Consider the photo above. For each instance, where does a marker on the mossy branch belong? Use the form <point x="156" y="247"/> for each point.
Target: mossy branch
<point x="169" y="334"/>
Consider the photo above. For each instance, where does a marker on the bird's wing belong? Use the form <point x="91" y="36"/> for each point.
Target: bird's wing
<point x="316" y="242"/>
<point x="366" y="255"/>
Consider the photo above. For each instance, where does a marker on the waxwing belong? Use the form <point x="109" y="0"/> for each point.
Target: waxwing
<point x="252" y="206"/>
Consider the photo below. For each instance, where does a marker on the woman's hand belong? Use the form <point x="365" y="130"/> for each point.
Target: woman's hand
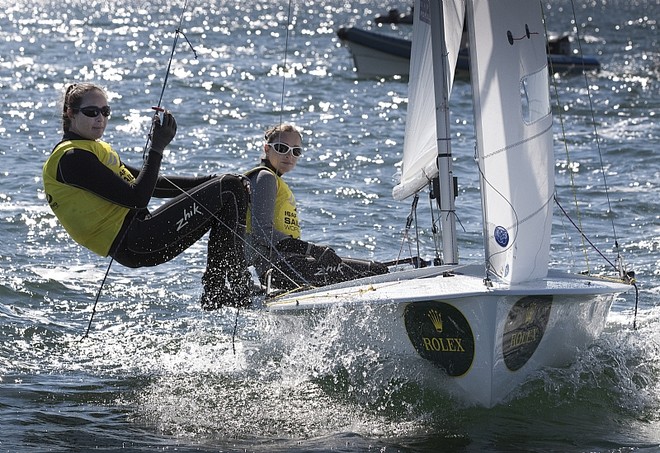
<point x="162" y="134"/>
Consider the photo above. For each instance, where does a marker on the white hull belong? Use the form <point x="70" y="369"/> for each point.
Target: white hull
<point x="370" y="62"/>
<point x="485" y="341"/>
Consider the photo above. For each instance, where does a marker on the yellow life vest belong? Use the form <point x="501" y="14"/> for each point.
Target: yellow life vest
<point x="90" y="220"/>
<point x="285" y="215"/>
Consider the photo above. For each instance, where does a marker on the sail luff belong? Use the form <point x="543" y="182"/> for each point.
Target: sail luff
<point x="513" y="125"/>
<point x="419" y="162"/>
<point x="443" y="133"/>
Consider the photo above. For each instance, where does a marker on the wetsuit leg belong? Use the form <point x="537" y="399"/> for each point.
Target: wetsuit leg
<point x="218" y="205"/>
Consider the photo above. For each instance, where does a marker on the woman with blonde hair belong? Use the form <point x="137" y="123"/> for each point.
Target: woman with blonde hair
<point x="102" y="202"/>
<point x="274" y="229"/>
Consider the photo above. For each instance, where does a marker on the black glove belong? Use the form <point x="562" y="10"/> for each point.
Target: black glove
<point x="162" y="134"/>
<point x="324" y="255"/>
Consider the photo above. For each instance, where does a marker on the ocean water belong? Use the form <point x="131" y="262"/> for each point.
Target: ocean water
<point x="157" y="373"/>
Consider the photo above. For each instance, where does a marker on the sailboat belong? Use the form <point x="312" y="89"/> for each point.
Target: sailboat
<point x="478" y="330"/>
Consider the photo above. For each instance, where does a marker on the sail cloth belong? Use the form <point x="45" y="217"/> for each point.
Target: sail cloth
<point x="420" y="142"/>
<point x="513" y="125"/>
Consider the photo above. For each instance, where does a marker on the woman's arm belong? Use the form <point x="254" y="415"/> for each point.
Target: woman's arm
<point x="82" y="169"/>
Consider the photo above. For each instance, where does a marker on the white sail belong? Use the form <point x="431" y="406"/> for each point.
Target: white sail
<point x="420" y="148"/>
<point x="513" y="124"/>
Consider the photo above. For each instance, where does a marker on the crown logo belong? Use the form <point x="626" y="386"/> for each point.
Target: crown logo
<point x="529" y="317"/>
<point x="436" y="319"/>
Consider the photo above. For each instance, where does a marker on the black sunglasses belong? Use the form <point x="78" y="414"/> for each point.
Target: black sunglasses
<point x="283" y="148"/>
<point x="93" y="112"/>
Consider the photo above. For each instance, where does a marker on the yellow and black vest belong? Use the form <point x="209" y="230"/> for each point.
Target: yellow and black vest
<point x="285" y="216"/>
<point x="90" y="220"/>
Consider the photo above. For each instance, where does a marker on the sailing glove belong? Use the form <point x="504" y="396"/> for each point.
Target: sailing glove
<point x="162" y="134"/>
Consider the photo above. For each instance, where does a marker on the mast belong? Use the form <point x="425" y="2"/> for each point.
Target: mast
<point x="444" y="159"/>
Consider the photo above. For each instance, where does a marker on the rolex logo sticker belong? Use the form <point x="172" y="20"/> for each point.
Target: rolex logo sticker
<point x="440" y="333"/>
<point x="524" y="329"/>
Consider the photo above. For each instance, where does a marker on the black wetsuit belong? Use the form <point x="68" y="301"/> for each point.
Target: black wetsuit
<point x="198" y="204"/>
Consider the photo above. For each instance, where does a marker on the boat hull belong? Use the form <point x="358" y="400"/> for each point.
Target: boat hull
<point x="378" y="55"/>
<point x="475" y="342"/>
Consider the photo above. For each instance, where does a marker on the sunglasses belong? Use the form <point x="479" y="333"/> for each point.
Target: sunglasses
<point x="93" y="112"/>
<point x="283" y="148"/>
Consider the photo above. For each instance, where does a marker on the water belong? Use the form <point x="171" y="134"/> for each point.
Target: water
<point x="157" y="373"/>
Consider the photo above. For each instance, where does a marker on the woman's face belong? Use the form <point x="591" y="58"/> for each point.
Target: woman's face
<point x="91" y="128"/>
<point x="283" y="163"/>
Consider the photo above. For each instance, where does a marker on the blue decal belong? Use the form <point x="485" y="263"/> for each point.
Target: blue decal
<point x="501" y="236"/>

══════════

**Stated goal**.
Keep the pictures out of the copy and write out the data exactly as it stands.

**Reply to the task**.
Consider the photo above. For each instance, where does a marker on the mossy branch belong? Use the form <point x="156" y="247"/> for each point.
Target: mossy branch
<point x="169" y="334"/>
Consider the photo above. For each instance, where does a marker on the bird's wing belong? Use the form <point x="91" y="36"/> for each point.
Target: bird's wing
<point x="316" y="242"/>
<point x="366" y="255"/>
Consider the photo above. For each instance, where does a marker on the waxwing belong? Use the form <point x="109" y="0"/> for each point.
Target: waxwing
<point x="252" y="206"/>
Consider the photo below. For each instance, where does a marker on the woman's hand belong? Use the form <point x="365" y="130"/> for each point.
Target: woman's hand
<point x="162" y="134"/>
Consider the photo above. For each instance, where does a marker on the white hull belong? Use the form <point x="70" y="369"/> for each point.
Target: white hull
<point x="370" y="62"/>
<point x="485" y="341"/>
Consider the photo above. For each instance, where does a marker on the yellow life vest belong? Use the form <point x="501" y="14"/> for each point.
Target: yellow life vest
<point x="90" y="220"/>
<point x="285" y="215"/>
Consider the photo above. For each instance, where does a marker on the sail luff belong? Use the form <point x="543" y="182"/> for each point.
Target: sail luff
<point x="513" y="125"/>
<point x="419" y="162"/>
<point x="443" y="133"/>
Consider the photo above. For each instance, where does a marker on the wetsuit leg belong? Use the form <point x="537" y="399"/> for each point.
Target: wetsuit leg
<point x="218" y="205"/>
Consider the photo above. For each instance, where does a marker on the woman with blonde hair belong? Use the form <point x="137" y="123"/> for each point.
Target: woman with blonde hair
<point x="102" y="202"/>
<point x="274" y="229"/>
Consider the photo above. For each instance, where does a marker on the black glove belong? Use the form <point x="562" y="10"/> for each point.
Target: black glove
<point x="162" y="134"/>
<point x="324" y="255"/>
Consider the photo above. For each instance, where does a marker on the ocean water belong? Use the form <point x="131" y="262"/> for each point.
Target: ocean water
<point x="157" y="373"/>
Consider the photo above. For each instance, where does a marker on the sailboat belong? Use the form <point x="312" y="89"/> for each point.
Target: sailboat
<point x="478" y="330"/>
Consider the photo above. For each instance, where does a marker on the sail cloth belong? Use the form <point x="45" y="217"/> for each point.
Target: sail cloth
<point x="420" y="142"/>
<point x="513" y="125"/>
Consider the photo above. For each instance, where does a marker on the woman's arm belong? Use the form <point x="254" y="415"/> for each point.
Target: woman's arm
<point x="82" y="169"/>
Consider the photo above. For each instance, where does a marker on the white sail belong? Use the form <point x="431" y="406"/> for each point.
Target: white sail
<point x="420" y="148"/>
<point x="513" y="124"/>
Consider the photo above. For each instance, where does a marker on the crown logo belong? Use the form <point x="626" y="386"/> for each point.
Target: crown logo
<point x="529" y="317"/>
<point x="436" y="319"/>
Consider the photo above. For each instance, where does a marker on the black sunglasses belong? Use the form <point x="78" y="414"/> for each point.
Target: black sunglasses
<point x="283" y="148"/>
<point x="93" y="112"/>
Consider the photo above. For each instance, where does a marker on the yellow and black vest belong? Use the form <point x="209" y="230"/> for each point.
Target: yellow and black vest
<point x="285" y="216"/>
<point x="90" y="220"/>
Consider the photo above. For each instance, where does a marker on the sailing glove belong? Use the form <point x="504" y="396"/> for each point.
Target: sailing glove
<point x="162" y="134"/>
Consider the photo above. For each instance, where does a marker on the mast belong? Use the form <point x="425" y="2"/> for each point.
Target: mast
<point x="444" y="159"/>
Consider the photo above. For each instance, where does a marker on the rolex logo sticker belong? Use the form <point x="172" y="20"/> for each point.
Target: rolex logo sticker
<point x="440" y="333"/>
<point x="524" y="329"/>
Consider the photo above. For each instance, where does a marker on the black wetsuit belong? Use the form <point x="68" y="301"/> for each point.
Target: black wetsuit
<point x="198" y="204"/>
Consider the photo above. For each instance, where does a marker on the boat hull belong? Use the form <point x="358" y="400"/> for each point.
Target: boat hull
<point x="378" y="55"/>
<point x="475" y="342"/>
Consider the photo above. For each instance, where does a marker on the sunglasses belong? Use the form <point x="479" y="333"/> for each point.
Target: sunglasses
<point x="93" y="112"/>
<point x="283" y="148"/>
Consider the photo above. For each instance, where does a marker on the water belong? Use the form <point x="171" y="134"/> for each point.
Target: water
<point x="157" y="373"/>
Consider the photo above. For each instance, where does a marker on the woman's face belong? Use the form <point x="591" y="58"/> for each point.
Target: woman's face
<point x="91" y="128"/>
<point x="283" y="163"/>
Consider the photo above. For each instance, where does a marker on the blue decal belong? Use the form <point x="485" y="263"/> for each point.
Target: blue decal
<point x="501" y="236"/>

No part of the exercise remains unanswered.